= MATERIALS PROVIDED =
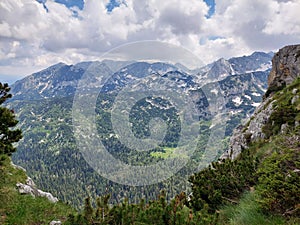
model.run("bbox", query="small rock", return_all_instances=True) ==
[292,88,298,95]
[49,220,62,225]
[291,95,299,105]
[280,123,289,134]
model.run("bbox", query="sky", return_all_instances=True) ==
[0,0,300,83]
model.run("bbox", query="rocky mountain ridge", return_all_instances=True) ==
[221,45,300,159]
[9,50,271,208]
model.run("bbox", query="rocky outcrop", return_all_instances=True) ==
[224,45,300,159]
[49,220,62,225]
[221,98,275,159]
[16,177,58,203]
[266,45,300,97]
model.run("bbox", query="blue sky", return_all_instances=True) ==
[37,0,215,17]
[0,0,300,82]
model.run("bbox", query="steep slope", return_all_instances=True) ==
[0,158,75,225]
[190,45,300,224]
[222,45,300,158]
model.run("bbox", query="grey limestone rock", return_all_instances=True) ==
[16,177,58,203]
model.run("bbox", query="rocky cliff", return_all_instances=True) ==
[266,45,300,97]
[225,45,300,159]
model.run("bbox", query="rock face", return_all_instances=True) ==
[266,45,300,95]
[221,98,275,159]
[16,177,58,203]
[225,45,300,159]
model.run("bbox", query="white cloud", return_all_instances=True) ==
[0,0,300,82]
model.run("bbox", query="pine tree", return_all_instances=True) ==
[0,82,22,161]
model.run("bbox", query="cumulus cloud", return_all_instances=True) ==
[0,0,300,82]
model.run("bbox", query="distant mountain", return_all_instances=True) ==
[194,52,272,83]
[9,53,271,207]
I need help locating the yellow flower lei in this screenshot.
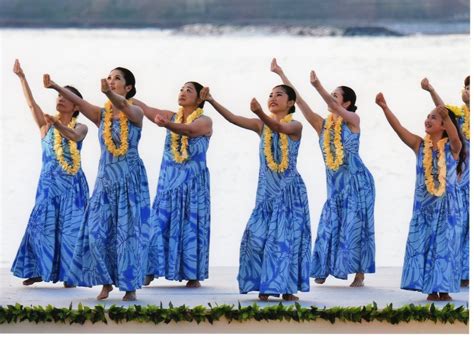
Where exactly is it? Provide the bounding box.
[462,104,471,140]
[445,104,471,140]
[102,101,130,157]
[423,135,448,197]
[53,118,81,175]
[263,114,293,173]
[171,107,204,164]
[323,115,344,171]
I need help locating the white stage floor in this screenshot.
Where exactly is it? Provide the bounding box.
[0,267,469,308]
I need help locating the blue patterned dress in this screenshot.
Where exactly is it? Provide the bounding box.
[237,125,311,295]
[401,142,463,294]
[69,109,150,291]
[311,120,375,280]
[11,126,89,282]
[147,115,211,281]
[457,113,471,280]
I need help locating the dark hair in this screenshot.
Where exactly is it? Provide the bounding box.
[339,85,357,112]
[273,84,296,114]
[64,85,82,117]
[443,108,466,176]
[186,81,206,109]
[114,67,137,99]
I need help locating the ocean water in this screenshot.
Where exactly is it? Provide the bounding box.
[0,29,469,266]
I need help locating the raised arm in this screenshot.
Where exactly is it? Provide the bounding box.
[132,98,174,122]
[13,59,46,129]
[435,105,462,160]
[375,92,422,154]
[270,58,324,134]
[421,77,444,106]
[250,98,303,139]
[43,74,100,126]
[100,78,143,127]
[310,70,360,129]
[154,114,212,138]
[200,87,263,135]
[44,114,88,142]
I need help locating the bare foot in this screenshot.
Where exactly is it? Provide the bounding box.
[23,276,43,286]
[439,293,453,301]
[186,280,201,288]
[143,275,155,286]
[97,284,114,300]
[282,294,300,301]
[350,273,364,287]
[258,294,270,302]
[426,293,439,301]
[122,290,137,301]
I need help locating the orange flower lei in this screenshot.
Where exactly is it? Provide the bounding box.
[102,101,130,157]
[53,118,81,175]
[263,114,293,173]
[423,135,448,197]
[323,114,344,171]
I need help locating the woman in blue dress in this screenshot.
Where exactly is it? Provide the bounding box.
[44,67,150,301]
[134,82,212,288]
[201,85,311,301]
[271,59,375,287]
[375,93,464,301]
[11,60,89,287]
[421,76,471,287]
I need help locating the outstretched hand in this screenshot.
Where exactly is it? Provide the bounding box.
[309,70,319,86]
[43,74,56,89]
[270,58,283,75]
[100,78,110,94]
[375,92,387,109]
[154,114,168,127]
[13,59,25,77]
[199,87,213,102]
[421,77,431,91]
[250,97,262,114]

= WORK INSTRUCTIONS =
Transcribe every line above verbatim, omitting the pictures.

= RESULT OF THE TASK =
model.run("bbox", query="small rock", return_all_instances=True) ==
[292,88,298,95]
[49,220,62,225]
[291,95,299,105]
[280,123,289,134]
model.run("bbox", query="sky", return_all_instances=True) ==
[0,0,300,83]
model.run("bbox", query="rocky mountain ridge", return_all_instances=True) ==
[221,45,300,159]
[9,50,271,208]
model.run("bbox", query="rocky outcrop", return_all_instances=True) ==
[224,45,300,159]
[49,220,62,225]
[221,98,275,159]
[16,177,58,203]
[266,45,300,97]
model.run("bbox", query="blue sky", return_all_instances=True) ==
[37,0,215,17]
[0,0,300,82]
model.run("bbox", query="steep slope", return_all_instances=True) ==
[0,158,75,225]
[190,45,300,224]
[222,45,300,158]
model.run("bbox", query="grey limestone rock", return_all_instances=True) ==
[16,177,58,203]
model.run("bbox", query="rocky cliff", return_all_instances=True) ==
[266,45,300,97]
[225,45,300,159]
model.run("bbox", query="rock face", return_all_instances=True) ==
[266,45,300,95]
[221,98,275,159]
[16,177,58,203]
[225,45,300,159]
model.run("bbox", query="white cloud", return_all_instances=True) ==
[0,0,300,82]
model.run("bbox", query="pine tree", return_all_instances=True) ==
[0,82,22,161]
model.run("bbox", query="cumulus cloud", return_all_instances=True) ==
[0,0,300,82]
model.run("bbox", query="distant mountain", return_all_instances=True) ==
[194,52,272,83]
[9,53,271,207]
I need help locating the yellow flower lei in this screenshot.
Where exactly is it? Provide the bounding box.
[462,104,471,140]
[445,104,471,140]
[102,101,130,157]
[423,135,448,197]
[53,118,81,175]
[263,114,293,173]
[171,107,204,164]
[323,115,344,171]
I need help locating the white stage floor in this screenshot.
Where exactly is it? Provide the bounding box.
[0,267,469,308]
I need help locating the blue patterned dress in this screenshot.
Where exactly is it? Provide the bounding box.
[237,125,311,295]
[401,142,463,294]
[69,109,150,291]
[311,120,375,280]
[11,126,89,282]
[147,115,211,281]
[457,113,471,280]
I need help locating the dark hair in this screenshot.
Where exactly is it? Provide the bounding box.
[339,85,357,112]
[273,84,296,114]
[64,85,82,117]
[443,108,466,176]
[186,81,206,109]
[114,67,137,99]
I need help locating the ocean water in this screenshot.
Where exactly is it? Provide the bounding box.
[0,29,469,266]
I need help locating the raised arm in this screenshot.
Where exactly is it? Provide the bounding box.
[132,98,174,122]
[13,59,46,129]
[435,105,462,160]
[375,92,422,154]
[270,58,324,134]
[421,77,444,106]
[250,98,303,139]
[43,74,100,126]
[100,78,143,127]
[310,70,360,129]
[154,114,212,138]
[200,87,263,135]
[44,114,88,142]
I need help locating the bare foot in this screenshot.
Where exactly is it? Provide the bounding box.
[23,276,43,286]
[439,293,453,301]
[186,280,201,288]
[143,275,155,286]
[97,284,114,300]
[282,294,300,301]
[350,273,364,287]
[258,294,270,302]
[426,293,439,301]
[122,290,137,301]
I need help locating the orange flower lei in this screenshot.
Where exactly is it? Provide the bounding box.
[102,101,130,157]
[53,118,81,175]
[263,114,293,173]
[423,135,448,197]
[323,114,344,171]
I need help locating the woman in blue dress in this screenshot.
Where exactly is it? Provide the bounding box.
[44,67,150,301]
[134,82,212,288]
[201,85,311,301]
[271,59,375,287]
[375,93,464,301]
[11,60,89,287]
[421,76,471,287]
I need help locating the outstretched hand in this screenshot.
Where exactly is it? Provide the bounding box.
[309,70,319,86]
[43,74,56,89]
[270,58,283,75]
[100,78,110,94]
[375,92,387,109]
[154,114,168,127]
[13,59,25,77]
[199,87,213,102]
[421,77,431,91]
[250,97,262,114]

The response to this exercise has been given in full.